#### Exercise prompt:
Out of the records below, copy all lines in which the word "white" occurs.

── Task material

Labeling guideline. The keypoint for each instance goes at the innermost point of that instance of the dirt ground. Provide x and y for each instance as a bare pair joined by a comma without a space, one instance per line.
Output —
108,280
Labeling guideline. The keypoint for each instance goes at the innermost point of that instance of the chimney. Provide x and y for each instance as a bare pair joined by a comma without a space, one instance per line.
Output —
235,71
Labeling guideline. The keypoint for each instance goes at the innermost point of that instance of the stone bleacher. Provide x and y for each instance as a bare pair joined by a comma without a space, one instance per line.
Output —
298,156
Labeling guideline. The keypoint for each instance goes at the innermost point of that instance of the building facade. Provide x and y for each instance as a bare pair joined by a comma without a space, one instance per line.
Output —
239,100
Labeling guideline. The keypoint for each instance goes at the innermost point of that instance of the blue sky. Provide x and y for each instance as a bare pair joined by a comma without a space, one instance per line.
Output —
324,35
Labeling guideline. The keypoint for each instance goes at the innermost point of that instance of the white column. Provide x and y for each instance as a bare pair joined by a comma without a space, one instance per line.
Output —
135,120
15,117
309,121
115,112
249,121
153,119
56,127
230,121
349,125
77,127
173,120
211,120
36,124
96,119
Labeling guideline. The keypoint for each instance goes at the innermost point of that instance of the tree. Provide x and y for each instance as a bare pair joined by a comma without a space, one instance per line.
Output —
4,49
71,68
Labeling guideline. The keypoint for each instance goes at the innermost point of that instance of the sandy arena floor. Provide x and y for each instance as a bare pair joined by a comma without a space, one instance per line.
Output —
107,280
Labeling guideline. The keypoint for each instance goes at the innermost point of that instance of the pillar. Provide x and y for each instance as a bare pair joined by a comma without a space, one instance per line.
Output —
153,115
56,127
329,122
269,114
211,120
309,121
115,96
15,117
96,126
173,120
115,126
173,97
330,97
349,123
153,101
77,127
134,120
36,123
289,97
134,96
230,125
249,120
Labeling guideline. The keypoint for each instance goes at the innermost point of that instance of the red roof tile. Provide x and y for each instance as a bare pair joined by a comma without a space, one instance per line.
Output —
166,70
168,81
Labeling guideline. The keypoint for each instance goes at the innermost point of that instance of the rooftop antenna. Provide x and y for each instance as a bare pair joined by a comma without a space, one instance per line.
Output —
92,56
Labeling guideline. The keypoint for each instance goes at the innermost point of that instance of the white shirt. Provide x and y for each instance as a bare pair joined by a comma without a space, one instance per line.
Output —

────

#### Reply:
Labeling guideline. The keypoint for each instance goes at the innermost point of that instance of the white column. Provide x and y for each instance as a bare pair joined by a comma without a space, one instance per line.
Labeling guideline. The keypoint for each instance goes at the innermost point of that instance of the white shirt. Provide x and y for each instance as a bare pair joined by a comma without a space, one instance per line.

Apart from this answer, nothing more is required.